>> BEGIN
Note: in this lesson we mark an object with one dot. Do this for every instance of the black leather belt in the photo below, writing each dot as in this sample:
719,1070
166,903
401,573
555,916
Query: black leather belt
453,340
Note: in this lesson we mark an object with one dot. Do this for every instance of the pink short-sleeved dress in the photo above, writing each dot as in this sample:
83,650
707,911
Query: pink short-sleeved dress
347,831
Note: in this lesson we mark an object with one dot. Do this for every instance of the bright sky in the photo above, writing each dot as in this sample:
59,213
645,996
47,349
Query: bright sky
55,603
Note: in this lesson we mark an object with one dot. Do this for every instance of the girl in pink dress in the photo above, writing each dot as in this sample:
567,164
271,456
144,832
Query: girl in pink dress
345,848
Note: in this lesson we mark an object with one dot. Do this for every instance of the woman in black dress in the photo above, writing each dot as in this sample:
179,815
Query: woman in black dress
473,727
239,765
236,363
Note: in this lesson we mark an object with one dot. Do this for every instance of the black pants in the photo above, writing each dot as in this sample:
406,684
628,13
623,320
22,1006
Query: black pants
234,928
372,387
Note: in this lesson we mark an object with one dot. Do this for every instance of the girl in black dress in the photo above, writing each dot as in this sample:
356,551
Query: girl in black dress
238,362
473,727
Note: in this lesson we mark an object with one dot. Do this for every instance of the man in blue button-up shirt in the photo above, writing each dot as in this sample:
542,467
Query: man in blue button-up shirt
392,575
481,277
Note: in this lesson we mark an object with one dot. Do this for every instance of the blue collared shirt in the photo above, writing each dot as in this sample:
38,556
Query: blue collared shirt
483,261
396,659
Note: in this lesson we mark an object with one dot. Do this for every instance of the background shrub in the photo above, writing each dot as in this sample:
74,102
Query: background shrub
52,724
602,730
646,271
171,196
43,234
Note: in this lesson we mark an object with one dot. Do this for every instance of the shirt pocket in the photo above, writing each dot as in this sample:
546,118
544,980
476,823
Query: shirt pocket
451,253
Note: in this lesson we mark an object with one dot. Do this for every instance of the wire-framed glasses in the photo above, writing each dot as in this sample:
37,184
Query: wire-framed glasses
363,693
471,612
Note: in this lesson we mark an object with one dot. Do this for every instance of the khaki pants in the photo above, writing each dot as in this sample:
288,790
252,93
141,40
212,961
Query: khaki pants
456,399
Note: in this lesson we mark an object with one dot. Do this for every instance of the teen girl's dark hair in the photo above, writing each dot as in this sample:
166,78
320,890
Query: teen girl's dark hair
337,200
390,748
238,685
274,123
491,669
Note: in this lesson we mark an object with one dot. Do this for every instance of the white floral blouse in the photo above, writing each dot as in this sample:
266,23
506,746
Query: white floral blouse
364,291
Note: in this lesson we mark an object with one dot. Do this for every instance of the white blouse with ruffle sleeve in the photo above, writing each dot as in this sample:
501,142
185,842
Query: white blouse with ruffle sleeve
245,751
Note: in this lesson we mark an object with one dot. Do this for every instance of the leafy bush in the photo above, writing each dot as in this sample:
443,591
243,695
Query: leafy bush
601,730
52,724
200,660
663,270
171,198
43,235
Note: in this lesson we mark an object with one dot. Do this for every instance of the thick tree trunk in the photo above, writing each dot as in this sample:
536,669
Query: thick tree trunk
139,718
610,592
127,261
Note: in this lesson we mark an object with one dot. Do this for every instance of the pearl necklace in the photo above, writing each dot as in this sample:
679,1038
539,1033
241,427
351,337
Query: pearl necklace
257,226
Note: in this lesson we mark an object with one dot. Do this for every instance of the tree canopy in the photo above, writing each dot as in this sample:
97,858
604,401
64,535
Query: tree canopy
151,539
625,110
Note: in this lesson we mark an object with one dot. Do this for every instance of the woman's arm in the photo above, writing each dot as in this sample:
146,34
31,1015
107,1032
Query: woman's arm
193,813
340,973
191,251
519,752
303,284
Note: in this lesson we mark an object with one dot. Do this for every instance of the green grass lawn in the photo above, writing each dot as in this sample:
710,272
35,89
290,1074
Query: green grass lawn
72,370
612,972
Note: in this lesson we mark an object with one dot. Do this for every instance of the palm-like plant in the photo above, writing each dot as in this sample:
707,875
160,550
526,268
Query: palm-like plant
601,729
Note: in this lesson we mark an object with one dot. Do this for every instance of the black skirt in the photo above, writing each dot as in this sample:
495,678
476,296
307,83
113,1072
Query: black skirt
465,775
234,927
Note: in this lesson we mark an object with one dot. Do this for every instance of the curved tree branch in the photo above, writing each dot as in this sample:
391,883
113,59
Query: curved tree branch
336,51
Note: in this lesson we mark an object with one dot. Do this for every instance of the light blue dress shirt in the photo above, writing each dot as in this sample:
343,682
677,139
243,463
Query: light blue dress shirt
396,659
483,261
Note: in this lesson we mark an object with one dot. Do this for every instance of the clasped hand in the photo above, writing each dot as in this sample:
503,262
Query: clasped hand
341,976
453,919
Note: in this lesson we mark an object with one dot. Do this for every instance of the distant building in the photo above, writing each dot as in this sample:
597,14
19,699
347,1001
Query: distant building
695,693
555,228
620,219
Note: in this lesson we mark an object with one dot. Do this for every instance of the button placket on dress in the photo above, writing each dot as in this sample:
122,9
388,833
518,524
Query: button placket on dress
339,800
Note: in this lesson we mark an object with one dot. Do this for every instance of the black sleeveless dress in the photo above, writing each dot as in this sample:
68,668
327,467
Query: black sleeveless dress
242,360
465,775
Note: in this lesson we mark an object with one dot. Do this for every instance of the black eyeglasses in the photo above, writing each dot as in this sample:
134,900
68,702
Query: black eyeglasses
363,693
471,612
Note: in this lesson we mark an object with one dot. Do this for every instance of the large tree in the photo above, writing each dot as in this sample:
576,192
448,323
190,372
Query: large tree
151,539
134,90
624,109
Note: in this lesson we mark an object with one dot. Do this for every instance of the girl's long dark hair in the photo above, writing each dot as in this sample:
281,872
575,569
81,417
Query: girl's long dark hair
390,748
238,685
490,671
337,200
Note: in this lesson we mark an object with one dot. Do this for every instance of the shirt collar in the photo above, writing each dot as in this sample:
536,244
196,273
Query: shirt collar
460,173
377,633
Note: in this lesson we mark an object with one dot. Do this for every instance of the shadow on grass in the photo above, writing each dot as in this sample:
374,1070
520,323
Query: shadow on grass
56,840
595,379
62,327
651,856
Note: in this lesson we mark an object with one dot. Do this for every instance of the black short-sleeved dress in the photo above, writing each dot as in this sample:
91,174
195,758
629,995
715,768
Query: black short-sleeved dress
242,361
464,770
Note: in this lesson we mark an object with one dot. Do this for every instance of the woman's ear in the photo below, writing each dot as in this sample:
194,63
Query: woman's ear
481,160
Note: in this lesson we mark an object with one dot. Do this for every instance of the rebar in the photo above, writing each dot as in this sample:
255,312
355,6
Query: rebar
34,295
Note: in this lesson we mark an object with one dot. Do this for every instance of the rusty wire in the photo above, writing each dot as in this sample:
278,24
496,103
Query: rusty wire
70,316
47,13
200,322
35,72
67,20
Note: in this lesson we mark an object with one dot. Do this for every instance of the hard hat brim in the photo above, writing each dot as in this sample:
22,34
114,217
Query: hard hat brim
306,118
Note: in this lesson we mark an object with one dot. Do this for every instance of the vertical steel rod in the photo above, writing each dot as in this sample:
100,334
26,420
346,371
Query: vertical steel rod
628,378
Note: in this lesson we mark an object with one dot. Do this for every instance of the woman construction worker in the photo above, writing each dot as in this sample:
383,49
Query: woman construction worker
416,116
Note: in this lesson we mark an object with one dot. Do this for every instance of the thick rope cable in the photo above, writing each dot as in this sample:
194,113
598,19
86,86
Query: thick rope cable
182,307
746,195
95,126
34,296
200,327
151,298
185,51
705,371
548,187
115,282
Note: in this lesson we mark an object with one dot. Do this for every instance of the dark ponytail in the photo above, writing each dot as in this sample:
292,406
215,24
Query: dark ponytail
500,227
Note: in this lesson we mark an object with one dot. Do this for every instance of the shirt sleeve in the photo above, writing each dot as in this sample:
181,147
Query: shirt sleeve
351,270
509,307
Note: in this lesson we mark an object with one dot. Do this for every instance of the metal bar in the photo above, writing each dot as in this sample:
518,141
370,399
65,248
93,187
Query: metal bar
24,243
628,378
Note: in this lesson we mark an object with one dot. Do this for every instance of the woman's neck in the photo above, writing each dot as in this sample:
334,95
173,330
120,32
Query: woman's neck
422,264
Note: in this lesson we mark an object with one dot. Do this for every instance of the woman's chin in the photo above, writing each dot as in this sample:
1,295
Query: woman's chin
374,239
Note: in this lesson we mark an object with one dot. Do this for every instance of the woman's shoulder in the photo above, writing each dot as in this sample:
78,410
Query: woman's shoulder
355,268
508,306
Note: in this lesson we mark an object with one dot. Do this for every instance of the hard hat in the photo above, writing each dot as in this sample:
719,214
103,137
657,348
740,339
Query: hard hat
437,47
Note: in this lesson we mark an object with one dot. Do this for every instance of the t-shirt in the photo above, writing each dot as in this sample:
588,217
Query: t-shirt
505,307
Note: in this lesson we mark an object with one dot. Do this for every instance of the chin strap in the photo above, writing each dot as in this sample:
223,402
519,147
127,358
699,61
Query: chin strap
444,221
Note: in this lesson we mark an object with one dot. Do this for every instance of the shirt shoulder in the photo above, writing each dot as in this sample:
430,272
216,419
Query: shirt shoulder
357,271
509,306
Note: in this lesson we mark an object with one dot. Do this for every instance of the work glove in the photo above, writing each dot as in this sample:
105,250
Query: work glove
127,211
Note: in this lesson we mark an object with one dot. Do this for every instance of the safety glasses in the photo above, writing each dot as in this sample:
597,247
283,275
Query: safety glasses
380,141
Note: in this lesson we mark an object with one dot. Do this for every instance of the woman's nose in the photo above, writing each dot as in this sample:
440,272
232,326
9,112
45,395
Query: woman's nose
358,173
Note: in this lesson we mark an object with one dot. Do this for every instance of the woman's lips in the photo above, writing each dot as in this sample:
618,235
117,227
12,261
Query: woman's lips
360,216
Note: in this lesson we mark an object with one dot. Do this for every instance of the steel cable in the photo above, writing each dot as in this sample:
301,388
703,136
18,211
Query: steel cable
>> END
§ WRITTEN REQUEST: Give back the lines of the listing from the one with "the shirt shoulder" through the end, both included, exactly as written and with nothing added.

§ WRITTEN RESPONSE:
Note: in this lesson we mark an object with one dot. Do this for every instance of the shirt shoulder in the photo above, writing each dot as in this sample:
430,272
216,419
Query: shirt shoulder
357,271
509,306
Note: in this lesson we mark an object with one dot. Do this for every instance of the work glove in the photo above, writing each dot as in this sample:
105,250
Query: work glove
127,211
Note: in this lesson we mark an object with one dot. Do this for every instance of the safety glasses in the photo above, writing each dot as in this sample:
597,247
283,275
Query: safety glasses
380,141
Note: in this lesson we mark an object with one dot. Do this for every instance of the woman's nose in the photo above, writing each dot as in this sample:
440,272
232,326
9,112
45,395
Query: woman's nose
358,173
Note: in this lesson we mark an object with one dot. Do this for every instance of the woman's lips in the photo above, writing each dot as in this sample:
618,235
117,227
12,261
Query: woman's lips
360,216
Note: in this lesson we mark an object with one dot. Do this for every instance of the steel cable in the photo above, writing each dot as in this sample:
301,388
703,136
18,211
Query: steel cable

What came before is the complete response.